* Dataset entries:
★ ★ ★ ★
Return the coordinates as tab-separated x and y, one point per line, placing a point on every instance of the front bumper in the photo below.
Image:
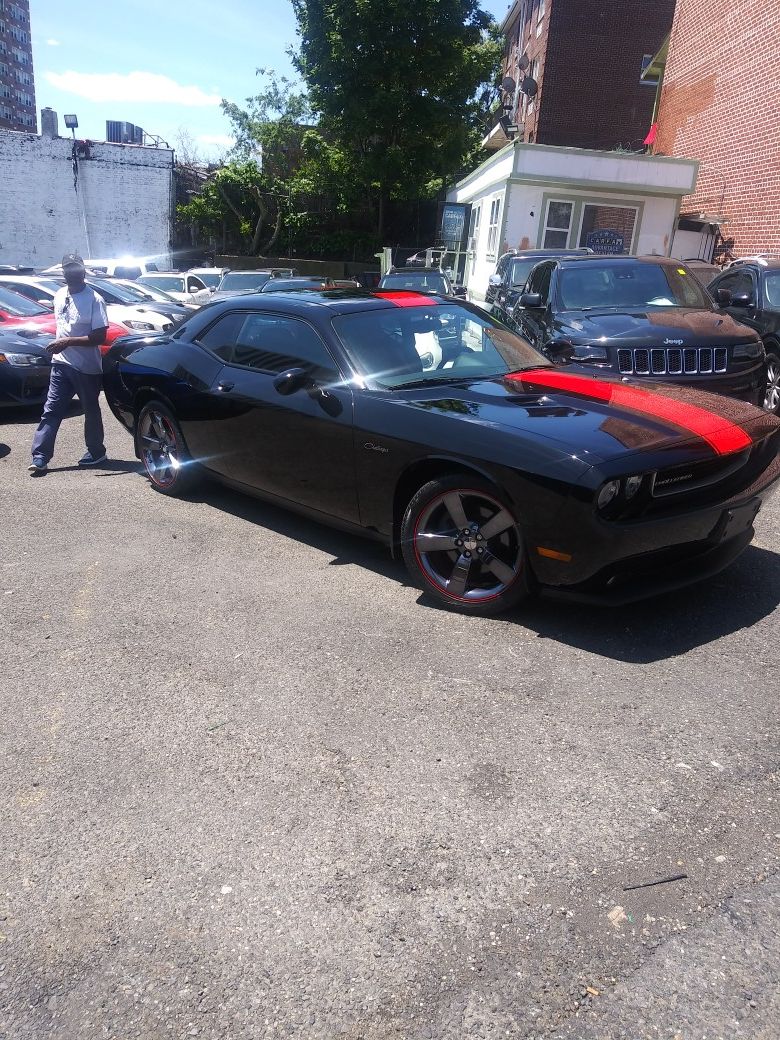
623	562
24	385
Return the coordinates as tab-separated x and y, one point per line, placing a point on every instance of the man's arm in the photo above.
96	337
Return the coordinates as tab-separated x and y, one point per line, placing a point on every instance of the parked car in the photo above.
184	288
236	282
750	292
118	267
508	281
16	309
210	276
287	284
128	313
421	280
494	475
24	368
147	292
641	317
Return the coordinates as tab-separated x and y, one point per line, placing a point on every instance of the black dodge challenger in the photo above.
423	422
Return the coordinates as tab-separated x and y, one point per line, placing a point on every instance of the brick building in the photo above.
720	104
587	58
17	80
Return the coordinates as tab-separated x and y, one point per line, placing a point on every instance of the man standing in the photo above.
77	367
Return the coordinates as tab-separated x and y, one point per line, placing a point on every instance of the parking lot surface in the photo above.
255	784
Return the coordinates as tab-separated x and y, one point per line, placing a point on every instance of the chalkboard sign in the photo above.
453	225
605	241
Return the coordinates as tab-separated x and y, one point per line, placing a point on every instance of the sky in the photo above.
162	65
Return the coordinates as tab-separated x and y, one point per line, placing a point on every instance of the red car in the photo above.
18	311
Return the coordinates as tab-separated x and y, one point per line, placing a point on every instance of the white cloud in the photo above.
217	139
138	87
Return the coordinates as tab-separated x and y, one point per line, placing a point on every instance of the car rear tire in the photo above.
772	399
161	448
462	542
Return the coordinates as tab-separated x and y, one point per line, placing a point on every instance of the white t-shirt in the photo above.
78	314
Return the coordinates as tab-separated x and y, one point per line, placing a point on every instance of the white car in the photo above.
135	317
185	288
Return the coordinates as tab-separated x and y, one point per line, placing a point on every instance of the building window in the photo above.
557	224
647	60
495	212
474	234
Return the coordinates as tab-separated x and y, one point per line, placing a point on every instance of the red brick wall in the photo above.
721	104
593	96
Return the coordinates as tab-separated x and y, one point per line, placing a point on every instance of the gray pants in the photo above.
66	382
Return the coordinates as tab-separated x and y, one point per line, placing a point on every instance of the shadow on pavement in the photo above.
669	625
343	546
654	629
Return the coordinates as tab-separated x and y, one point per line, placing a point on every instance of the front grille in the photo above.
673	361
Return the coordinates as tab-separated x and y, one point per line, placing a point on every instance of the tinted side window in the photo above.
222	337
274	343
540	282
738	281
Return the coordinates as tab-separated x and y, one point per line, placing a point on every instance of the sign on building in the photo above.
605	241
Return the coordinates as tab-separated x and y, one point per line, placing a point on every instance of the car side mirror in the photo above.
291	381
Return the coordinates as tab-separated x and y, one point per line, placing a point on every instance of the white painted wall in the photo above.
522	175
127	195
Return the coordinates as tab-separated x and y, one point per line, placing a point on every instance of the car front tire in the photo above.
772	399
462	542
161	448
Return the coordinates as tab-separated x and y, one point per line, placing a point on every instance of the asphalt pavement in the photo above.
255	784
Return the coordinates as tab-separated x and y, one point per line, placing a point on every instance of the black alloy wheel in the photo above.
463	543
772	400
161	448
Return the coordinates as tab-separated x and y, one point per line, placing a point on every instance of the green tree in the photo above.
395	85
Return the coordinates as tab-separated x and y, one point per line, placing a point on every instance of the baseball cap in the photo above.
72	260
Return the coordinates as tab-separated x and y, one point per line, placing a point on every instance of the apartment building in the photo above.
17	79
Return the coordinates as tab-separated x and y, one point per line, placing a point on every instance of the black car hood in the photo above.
596	419
659	327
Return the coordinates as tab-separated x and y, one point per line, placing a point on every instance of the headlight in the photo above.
745	352
607	494
587	353
19	359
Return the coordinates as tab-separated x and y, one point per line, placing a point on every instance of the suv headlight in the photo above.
746	352
587	353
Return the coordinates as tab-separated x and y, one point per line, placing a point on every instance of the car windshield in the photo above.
416	282
20	307
593	285
401	346
772	288
113	289
244	280
280	284
163	282
147	292
211	279
520	270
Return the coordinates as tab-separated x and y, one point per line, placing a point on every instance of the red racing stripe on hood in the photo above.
722	435
404	297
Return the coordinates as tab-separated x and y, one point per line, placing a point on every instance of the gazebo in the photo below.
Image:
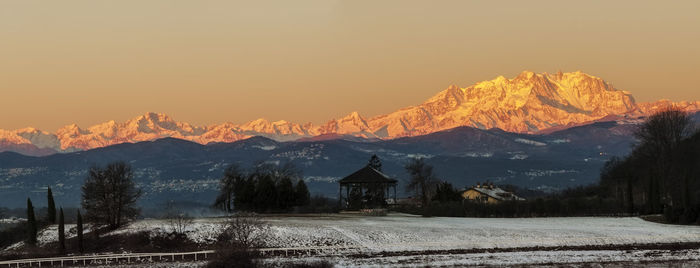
366	188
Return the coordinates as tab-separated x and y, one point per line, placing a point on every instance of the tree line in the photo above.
264	188
662	173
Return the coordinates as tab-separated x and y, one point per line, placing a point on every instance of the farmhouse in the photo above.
488	193
366	188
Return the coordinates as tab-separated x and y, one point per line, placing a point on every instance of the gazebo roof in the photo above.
367	174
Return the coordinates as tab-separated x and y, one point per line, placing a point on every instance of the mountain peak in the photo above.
527	103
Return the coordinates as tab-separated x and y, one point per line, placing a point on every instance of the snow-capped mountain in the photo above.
528	103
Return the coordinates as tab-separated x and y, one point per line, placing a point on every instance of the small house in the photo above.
488	193
366	188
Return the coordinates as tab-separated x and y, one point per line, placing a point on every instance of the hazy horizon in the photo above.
209	62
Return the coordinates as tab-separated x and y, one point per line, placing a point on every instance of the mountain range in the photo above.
529	103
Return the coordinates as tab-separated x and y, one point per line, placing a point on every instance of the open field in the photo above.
406	240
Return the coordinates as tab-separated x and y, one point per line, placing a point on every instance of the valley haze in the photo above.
540	131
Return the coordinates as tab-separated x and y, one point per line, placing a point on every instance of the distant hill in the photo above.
528	103
176	169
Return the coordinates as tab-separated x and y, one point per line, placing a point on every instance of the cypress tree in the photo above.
80	232
51	213
302	193
61	232
31	223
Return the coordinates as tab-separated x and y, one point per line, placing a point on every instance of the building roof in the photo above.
496	193
367	174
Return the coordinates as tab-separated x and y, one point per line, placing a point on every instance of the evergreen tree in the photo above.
285	193
31	223
61	232
423	181
80	231
375	162
302	193
265	194
51	213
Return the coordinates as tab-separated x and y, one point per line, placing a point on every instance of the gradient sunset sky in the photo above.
206	62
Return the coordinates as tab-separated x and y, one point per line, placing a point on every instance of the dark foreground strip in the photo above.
654	246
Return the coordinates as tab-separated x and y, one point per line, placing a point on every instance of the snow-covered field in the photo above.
399	239
411	233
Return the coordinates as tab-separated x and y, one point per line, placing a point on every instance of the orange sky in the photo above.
208	62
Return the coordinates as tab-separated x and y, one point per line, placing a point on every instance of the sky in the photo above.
207	62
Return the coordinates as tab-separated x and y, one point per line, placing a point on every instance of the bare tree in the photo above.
422	181
245	230
229	185
243	234
659	136
178	221
110	194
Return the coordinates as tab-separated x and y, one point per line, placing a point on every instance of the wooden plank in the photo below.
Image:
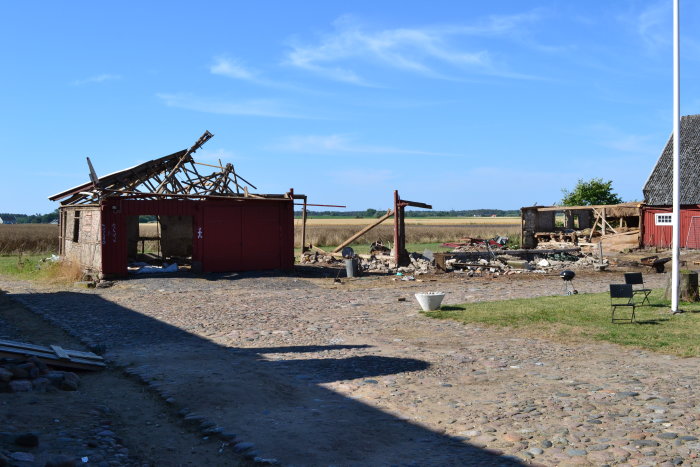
51	359
347	242
20	348
60	353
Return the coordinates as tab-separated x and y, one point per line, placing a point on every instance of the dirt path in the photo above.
315	373
112	420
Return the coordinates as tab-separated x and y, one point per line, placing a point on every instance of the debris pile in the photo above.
375	263
34	375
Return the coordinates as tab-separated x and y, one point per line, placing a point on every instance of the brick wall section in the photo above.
87	251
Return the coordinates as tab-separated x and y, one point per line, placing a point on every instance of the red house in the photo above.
204	222
658	191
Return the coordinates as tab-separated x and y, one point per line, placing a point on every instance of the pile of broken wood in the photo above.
27	367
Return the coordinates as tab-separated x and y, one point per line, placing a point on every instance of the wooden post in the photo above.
★ ★ ★ ★
* TASK TO COMPLETE: Return every line of the entries above that the string "wooden" appears in.

* RESULT OF THE TASK:
Return the coordinates as tab-separated x and y, one point per line, placing a point on every instance of the wooden plank in the photo below.
Return the coordinates as tab-separated x and y, one point per line, placing a point on every instance of the wooden post in the photo above.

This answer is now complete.